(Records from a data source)

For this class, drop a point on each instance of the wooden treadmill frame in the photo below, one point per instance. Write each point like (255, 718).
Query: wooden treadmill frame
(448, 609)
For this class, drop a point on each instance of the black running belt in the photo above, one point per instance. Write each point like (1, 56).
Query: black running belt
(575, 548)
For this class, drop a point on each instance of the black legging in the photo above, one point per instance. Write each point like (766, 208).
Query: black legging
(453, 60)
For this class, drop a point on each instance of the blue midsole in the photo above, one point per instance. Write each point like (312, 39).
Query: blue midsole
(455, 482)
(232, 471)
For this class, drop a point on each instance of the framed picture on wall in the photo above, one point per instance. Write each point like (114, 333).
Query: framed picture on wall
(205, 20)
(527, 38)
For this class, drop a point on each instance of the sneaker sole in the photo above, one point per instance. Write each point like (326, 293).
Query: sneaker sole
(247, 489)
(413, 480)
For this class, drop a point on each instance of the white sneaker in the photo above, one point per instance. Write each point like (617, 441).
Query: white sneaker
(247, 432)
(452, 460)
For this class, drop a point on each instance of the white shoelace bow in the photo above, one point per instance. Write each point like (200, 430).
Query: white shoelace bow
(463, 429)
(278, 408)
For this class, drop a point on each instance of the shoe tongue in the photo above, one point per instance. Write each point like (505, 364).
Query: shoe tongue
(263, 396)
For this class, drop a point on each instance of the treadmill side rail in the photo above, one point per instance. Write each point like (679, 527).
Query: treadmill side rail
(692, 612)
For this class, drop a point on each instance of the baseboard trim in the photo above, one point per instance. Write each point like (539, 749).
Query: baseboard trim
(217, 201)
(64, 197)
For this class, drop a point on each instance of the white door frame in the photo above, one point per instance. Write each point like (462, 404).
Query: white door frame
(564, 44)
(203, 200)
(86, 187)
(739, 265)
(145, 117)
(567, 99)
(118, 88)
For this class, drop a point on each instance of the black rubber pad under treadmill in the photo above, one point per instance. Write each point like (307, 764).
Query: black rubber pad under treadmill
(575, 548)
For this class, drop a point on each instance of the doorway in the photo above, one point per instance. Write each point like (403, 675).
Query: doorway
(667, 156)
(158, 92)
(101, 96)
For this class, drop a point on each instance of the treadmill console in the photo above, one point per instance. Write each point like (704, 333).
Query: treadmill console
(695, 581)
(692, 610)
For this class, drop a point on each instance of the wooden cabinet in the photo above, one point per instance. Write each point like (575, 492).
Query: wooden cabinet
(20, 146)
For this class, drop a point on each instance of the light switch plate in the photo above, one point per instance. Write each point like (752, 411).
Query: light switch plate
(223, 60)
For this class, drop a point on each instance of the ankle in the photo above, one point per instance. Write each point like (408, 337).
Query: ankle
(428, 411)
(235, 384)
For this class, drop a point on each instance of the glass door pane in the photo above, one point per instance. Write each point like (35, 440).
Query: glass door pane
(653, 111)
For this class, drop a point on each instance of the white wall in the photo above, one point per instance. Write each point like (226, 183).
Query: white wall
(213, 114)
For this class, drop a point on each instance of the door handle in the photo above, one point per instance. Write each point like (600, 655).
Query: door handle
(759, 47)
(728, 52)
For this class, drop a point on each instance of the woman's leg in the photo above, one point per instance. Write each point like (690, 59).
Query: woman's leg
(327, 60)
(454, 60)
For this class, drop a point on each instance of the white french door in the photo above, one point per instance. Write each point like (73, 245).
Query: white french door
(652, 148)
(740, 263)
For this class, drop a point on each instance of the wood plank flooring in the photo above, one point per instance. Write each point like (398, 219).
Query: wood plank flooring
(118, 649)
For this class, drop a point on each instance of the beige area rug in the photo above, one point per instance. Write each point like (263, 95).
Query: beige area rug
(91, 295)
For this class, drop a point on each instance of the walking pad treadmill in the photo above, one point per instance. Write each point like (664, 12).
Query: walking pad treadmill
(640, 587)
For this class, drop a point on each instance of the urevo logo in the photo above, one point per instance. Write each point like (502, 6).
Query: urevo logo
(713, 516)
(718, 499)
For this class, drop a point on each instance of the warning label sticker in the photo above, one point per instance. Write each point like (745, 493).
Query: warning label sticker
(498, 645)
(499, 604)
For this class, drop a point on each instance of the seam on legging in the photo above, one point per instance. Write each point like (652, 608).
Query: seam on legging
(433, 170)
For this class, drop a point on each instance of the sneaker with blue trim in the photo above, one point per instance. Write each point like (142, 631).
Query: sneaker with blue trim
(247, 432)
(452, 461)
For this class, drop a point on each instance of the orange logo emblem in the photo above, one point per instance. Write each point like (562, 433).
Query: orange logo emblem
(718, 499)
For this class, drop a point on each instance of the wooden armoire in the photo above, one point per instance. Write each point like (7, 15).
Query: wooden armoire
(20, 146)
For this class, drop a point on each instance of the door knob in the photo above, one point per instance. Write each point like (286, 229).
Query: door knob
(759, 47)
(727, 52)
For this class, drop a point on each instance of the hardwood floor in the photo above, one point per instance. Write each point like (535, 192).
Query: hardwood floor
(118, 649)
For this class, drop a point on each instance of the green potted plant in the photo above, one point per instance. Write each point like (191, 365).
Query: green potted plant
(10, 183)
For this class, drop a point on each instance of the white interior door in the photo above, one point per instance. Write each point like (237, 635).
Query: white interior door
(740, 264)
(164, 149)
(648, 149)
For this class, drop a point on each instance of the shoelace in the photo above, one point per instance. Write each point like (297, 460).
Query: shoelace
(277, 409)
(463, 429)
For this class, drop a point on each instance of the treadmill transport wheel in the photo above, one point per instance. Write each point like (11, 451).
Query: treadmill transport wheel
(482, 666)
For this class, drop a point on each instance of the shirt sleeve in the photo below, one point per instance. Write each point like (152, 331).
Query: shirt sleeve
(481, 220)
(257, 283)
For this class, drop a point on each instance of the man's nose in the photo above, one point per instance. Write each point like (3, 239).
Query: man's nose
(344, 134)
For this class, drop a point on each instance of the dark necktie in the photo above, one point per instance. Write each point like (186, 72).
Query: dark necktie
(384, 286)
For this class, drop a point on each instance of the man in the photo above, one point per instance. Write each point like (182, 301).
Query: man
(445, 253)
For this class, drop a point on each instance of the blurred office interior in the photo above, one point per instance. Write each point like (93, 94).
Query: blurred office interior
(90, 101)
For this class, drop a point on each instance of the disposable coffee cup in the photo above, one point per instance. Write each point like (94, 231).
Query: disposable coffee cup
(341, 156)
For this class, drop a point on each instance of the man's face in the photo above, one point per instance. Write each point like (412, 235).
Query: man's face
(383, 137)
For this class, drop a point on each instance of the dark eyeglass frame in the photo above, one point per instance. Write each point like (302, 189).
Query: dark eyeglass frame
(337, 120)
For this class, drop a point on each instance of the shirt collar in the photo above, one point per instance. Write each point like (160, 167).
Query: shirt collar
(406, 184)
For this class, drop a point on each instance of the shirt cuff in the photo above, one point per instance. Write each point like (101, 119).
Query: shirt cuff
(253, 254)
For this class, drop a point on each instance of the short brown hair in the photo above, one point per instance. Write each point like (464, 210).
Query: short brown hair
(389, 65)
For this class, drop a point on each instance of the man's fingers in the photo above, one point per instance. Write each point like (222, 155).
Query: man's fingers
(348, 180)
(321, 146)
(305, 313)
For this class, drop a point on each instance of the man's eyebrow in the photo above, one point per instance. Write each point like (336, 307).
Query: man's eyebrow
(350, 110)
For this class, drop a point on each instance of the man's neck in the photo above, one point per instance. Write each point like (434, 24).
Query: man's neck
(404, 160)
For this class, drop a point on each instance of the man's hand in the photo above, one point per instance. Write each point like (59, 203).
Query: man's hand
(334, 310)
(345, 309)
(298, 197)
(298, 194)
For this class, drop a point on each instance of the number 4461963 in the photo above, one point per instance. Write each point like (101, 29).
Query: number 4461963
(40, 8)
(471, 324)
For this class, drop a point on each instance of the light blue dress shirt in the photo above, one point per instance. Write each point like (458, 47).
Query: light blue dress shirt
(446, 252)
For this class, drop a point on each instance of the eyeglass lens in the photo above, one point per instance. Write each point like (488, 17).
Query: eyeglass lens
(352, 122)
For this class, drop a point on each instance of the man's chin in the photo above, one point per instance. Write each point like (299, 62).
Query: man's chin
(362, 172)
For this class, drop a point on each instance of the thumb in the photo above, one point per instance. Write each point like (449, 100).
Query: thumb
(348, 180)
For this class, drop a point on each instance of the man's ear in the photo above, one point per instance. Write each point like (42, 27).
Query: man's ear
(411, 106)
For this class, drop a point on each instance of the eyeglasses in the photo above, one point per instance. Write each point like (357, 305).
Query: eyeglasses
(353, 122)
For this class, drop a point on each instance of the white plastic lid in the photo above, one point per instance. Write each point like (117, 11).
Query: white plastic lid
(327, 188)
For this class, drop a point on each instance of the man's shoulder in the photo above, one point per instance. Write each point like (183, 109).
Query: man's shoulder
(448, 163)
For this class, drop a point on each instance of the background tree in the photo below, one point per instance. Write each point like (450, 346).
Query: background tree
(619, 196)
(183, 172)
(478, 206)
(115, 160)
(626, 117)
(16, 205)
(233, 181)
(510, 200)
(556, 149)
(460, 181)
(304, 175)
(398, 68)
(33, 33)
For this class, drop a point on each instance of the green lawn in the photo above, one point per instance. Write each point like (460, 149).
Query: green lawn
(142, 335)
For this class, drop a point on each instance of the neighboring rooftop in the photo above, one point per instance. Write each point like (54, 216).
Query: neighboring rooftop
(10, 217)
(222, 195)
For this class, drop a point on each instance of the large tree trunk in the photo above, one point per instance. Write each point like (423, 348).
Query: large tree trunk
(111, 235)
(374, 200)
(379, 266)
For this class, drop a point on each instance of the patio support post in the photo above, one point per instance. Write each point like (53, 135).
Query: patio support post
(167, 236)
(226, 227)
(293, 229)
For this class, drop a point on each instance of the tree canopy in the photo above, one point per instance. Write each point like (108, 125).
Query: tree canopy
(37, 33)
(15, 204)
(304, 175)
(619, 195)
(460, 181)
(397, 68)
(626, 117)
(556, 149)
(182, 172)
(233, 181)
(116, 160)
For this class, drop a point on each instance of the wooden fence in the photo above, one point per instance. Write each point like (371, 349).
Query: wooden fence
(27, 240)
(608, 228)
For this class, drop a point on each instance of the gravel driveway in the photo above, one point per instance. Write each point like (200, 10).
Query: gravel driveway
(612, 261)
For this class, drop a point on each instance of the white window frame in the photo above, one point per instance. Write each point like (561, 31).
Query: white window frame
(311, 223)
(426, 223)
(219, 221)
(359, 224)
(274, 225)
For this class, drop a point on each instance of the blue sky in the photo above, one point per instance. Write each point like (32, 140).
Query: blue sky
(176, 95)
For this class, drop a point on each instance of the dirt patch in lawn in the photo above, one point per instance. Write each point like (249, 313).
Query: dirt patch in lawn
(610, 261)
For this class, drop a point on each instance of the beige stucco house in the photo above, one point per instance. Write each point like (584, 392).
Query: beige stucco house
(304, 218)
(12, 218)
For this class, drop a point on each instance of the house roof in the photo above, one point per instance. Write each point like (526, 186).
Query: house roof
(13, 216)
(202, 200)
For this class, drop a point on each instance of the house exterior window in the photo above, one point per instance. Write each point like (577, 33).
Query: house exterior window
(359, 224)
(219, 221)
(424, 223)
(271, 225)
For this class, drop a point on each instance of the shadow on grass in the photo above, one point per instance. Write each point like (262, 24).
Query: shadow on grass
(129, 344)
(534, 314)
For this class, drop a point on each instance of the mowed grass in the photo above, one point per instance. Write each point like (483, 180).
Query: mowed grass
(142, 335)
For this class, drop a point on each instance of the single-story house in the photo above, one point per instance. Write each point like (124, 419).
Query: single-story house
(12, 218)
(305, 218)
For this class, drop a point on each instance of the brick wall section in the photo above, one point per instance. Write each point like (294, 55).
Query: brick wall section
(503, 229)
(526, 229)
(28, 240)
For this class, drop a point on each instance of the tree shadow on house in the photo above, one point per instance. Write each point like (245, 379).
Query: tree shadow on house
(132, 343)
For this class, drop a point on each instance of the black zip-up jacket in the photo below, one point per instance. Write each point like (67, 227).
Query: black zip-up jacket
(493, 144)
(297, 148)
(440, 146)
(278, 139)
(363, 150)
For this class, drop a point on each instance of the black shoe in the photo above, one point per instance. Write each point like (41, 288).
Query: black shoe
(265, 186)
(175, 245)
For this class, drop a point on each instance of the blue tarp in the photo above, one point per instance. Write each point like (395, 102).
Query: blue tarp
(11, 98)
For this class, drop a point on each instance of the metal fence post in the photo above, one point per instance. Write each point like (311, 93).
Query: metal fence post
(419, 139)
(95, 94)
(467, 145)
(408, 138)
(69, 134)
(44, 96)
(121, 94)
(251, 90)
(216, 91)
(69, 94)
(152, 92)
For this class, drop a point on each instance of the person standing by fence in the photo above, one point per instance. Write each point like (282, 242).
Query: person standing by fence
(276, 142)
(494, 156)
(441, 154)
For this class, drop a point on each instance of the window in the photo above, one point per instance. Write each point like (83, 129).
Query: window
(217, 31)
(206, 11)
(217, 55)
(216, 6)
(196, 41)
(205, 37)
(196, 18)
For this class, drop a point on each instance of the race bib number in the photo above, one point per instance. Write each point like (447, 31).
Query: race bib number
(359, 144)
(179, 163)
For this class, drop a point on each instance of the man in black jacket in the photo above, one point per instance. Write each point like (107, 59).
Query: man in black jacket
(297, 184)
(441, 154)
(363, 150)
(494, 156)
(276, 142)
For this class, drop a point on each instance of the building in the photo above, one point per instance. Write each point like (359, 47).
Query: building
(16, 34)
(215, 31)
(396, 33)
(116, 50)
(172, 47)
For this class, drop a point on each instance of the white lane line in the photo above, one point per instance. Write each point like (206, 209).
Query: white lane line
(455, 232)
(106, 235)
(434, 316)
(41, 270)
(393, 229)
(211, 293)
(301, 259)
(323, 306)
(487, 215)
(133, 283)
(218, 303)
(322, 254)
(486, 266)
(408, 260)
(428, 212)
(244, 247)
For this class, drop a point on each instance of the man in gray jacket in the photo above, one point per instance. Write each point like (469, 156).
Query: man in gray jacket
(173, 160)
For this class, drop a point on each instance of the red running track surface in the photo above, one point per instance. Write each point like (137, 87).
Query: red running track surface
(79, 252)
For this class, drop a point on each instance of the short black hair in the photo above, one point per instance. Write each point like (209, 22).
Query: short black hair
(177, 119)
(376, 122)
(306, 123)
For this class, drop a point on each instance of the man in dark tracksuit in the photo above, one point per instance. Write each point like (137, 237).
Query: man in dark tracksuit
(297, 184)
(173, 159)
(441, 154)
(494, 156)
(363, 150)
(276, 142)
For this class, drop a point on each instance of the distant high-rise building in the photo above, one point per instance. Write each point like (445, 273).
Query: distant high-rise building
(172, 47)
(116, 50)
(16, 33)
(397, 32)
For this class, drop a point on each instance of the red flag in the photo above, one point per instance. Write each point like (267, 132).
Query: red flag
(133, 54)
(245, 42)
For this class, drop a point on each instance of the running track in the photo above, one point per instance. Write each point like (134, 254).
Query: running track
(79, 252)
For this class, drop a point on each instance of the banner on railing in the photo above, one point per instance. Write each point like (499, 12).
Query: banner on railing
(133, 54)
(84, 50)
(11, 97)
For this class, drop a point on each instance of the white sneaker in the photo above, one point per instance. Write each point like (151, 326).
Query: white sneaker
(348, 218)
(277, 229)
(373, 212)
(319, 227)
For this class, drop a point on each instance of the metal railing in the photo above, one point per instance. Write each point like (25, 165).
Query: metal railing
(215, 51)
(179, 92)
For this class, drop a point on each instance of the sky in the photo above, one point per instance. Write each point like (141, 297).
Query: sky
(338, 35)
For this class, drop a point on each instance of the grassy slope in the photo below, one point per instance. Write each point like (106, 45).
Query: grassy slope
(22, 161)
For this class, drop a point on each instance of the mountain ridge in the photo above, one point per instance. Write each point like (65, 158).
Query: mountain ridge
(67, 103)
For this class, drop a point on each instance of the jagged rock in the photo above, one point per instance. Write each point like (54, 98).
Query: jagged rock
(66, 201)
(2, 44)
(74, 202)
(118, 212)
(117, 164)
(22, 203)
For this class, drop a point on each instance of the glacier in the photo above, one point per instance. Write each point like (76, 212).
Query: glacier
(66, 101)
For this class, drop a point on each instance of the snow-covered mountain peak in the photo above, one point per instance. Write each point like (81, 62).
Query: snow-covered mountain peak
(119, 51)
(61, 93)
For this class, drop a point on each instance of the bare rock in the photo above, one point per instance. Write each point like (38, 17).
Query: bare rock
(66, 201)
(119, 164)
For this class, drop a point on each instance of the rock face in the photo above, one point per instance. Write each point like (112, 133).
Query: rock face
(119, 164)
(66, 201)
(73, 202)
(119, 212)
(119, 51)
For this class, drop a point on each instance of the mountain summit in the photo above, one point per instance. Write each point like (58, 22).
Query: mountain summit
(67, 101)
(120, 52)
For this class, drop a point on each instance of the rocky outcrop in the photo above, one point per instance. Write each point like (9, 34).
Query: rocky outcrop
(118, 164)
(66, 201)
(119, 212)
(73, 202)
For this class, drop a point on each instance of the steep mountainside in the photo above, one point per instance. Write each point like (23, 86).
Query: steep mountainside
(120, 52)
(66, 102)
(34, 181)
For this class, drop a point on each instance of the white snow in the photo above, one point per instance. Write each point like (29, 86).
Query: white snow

### PROBLEM DESCRIPTION
Looking at the data above, return every line from the one with "Query: man's chin" down to the one with "like (108, 125).", exactly and inclusively.

### ANSWER TO THE EXERCISE
Query: man's chin
(362, 172)
For this class, drop a point on each instance of the thumb in the photo above, one point per instance. Write each point like (449, 100).
Query: thumb
(348, 180)
For this class, drop a point on each instance of the man's ear in the photo above, one point per instance. Write each point like (42, 27).
Query: man's ear
(411, 106)
For this class, drop a point on each instance of the eyeglasses in the photo above, one point per instance. Write each point like (357, 305).
Query: eyeglasses
(353, 122)
For this class, drop a point on each instance of the white plastic lid in the photo above, one point per instance. Write each point like (117, 11).
Query: white plastic lid
(327, 188)
For this class, drop a point on each instance of the man's shoulder in the photo above, one point per instance. Write each point like (183, 109).
Query: man's shoulder
(448, 163)
For this class, drop a point on each instance of the background tree in the photo below, one point per instance. Write each point like (450, 346).
Query: background tree
(619, 196)
(183, 172)
(478, 206)
(115, 160)
(626, 117)
(16, 205)
(233, 181)
(510, 200)
(556, 149)
(460, 181)
(304, 175)
(398, 68)
(33, 33)
For this class, drop a point on each instance of the green lawn in the photo above, one point per instance. Write each point like (460, 149).
Query: green lawn
(142, 335)
For this class, drop a point on each instance of the neighboring rooftop in the photo above, one point per instance. Write each point like (54, 216).
Query: neighboring rooftop
(10, 217)
(222, 195)
For this class, drop a point on each instance of the large tree trunk in the photo above, one point per instance. Write each point like (423, 348).
Query: large tree trunk
(111, 235)
(374, 200)
(379, 266)
For this class, drop a point on each instance of the patio support post in the photo above, one point per instance. Write each point like (53, 135).
Query: patio support post
(167, 236)
(226, 227)
(293, 229)
For this class, drop a point on each instance of the tree canopy in the photo above, one point per instance. Write each point like (108, 125).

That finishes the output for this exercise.